PROVIDED DATA Block Start

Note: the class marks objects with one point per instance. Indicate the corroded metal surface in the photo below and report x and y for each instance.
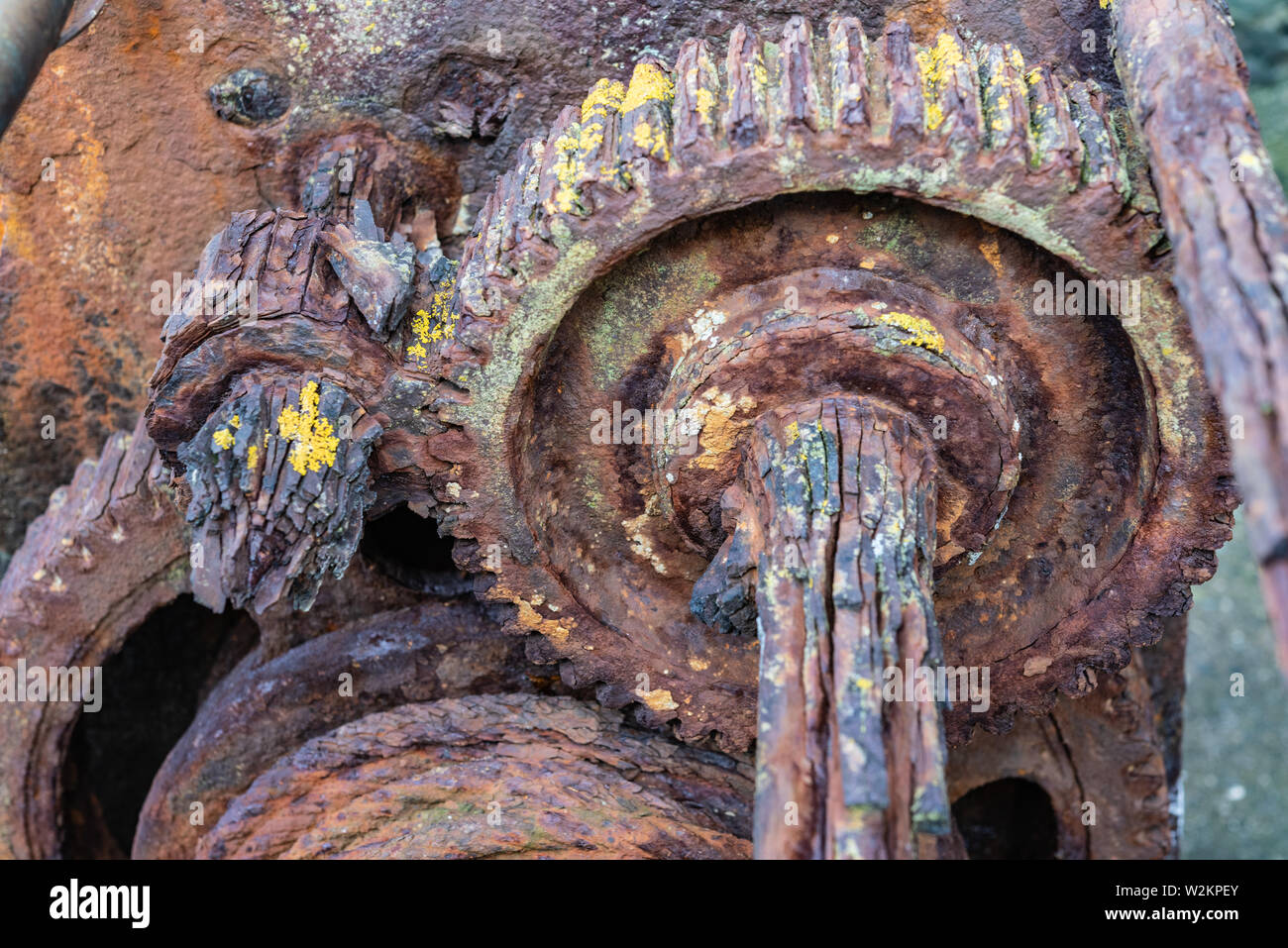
(597, 404)
(776, 120)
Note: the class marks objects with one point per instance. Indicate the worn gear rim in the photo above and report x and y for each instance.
(789, 124)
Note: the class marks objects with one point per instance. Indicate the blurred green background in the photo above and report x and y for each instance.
(1235, 767)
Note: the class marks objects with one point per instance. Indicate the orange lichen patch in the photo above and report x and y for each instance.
(992, 254)
(658, 699)
(923, 333)
(649, 82)
(529, 618)
(312, 436)
(938, 67)
(436, 324)
(719, 434)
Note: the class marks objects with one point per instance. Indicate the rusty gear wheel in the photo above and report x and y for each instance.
(790, 220)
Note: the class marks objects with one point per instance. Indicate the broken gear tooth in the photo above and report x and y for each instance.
(645, 116)
(1100, 163)
(746, 112)
(848, 47)
(1054, 140)
(949, 85)
(799, 101)
(697, 95)
(1005, 99)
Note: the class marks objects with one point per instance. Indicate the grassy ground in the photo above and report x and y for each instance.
(1235, 751)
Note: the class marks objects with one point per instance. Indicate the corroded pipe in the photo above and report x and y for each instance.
(30, 31)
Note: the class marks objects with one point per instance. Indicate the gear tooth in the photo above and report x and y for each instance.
(472, 275)
(645, 115)
(501, 202)
(949, 77)
(1054, 137)
(903, 78)
(558, 188)
(1005, 101)
(1100, 146)
(799, 90)
(745, 119)
(597, 137)
(697, 95)
(848, 47)
(526, 223)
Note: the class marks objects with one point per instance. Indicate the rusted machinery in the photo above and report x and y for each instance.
(761, 406)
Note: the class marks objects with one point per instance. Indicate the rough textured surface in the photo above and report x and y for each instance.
(588, 197)
(110, 550)
(1103, 750)
(147, 170)
(835, 520)
(1228, 222)
(268, 706)
(493, 777)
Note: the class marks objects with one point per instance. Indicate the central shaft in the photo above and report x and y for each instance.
(829, 557)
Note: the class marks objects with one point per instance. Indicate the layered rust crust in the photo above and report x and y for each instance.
(1033, 158)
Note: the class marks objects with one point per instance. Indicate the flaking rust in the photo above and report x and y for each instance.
(725, 380)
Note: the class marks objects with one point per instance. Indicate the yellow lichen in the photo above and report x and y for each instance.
(566, 172)
(436, 324)
(604, 98)
(603, 101)
(313, 442)
(649, 82)
(938, 68)
(922, 331)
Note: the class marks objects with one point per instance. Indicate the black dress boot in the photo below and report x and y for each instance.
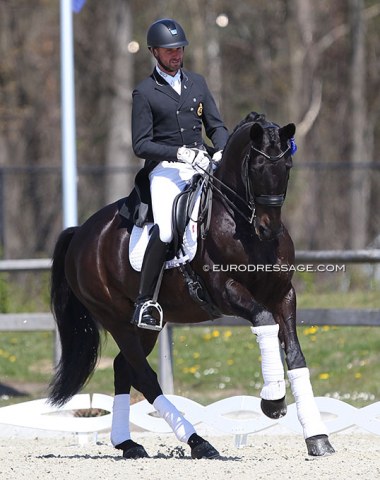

PROVIDED DATA Block End

> WORK TO BE COMPLETED
Give back the listing unchanged. Strip out the pictures.

> EXERCISE RESULT
Note: the class marks objects with one point per instance. Indicate the corroded metal surface in the photo below and report x and y for each instance.
(597, 404)
(776, 120)
Note: the class marks objects with one point per instance. Indicate the worn gear rim in the photo above and report x and y for each instance.
(789, 124)
Note: the class marks objects with one point per instance. Indicate the blurred green background in the photo above and report x and y for each instance.
(1235, 767)
Note: the class marks objects with one point per instance. Indicate the orange lichen patch in the photo above and report x and y for each instance.
(992, 254)
(658, 699)
(923, 333)
(649, 82)
(529, 618)
(312, 436)
(938, 67)
(436, 324)
(719, 434)
Note: the class marks objects with one point per instance. Indicate the rusty gear wheel in the photo above and report x and y for each instance.
(790, 220)
Note: the class marks objects with one point per instance. Indicate the broken gear tooth in the photo above and report x and y for each instance.
(645, 116)
(1100, 163)
(746, 112)
(848, 47)
(1054, 140)
(949, 85)
(799, 101)
(697, 95)
(1005, 99)
Note: the class marks objects with one point per instance. Indicate the grassy ground in the photo above and report x and y for each instance.
(1235, 751)
Note: the class marks objects with one point per instance. Indicate the corroded pipe in the photo above and report x and y for each instance.
(30, 31)
Note: the class marks objects with one point per instance. Indicate the gear tooth in the photo above and report x and y for each instance.
(472, 275)
(645, 115)
(501, 202)
(949, 77)
(1054, 137)
(903, 78)
(558, 188)
(1005, 101)
(1100, 146)
(799, 90)
(745, 119)
(597, 137)
(697, 95)
(848, 47)
(526, 223)
Note: the class marks objects with one point per instance. Indicate the rusted machinery in the photo above and report x and y for each instance.
(761, 406)
Note: the class marks objects with one point per instance. Indicate the rough textured surface in the photo above and report x and y for each instance.
(588, 197)
(110, 550)
(1103, 750)
(147, 170)
(835, 520)
(1228, 222)
(268, 706)
(493, 777)
Note: the class marks objects with one point per instance. Indicate the central shaft in the photo above and report x and y for each instance.
(829, 557)
Note: the class marks objects with one point per instance. Indicate the layered rust crust in the photo above and report x and y for each instance.
(1033, 158)
Note: the class marks objects with one point per instance. Indicate the flaking rust in the photo above and report x and y for each instance.
(725, 380)
Note: the class marks objects with one point per instance. Indicate the yellow lichen in the photo above and report x and y for each instance.
(566, 172)
(436, 324)
(604, 98)
(603, 101)
(313, 442)
(649, 82)
(938, 68)
(922, 331)
Note: the class marks objects with one point per instance. Indicate the black dress boot in the photo below and report x and y for each instance.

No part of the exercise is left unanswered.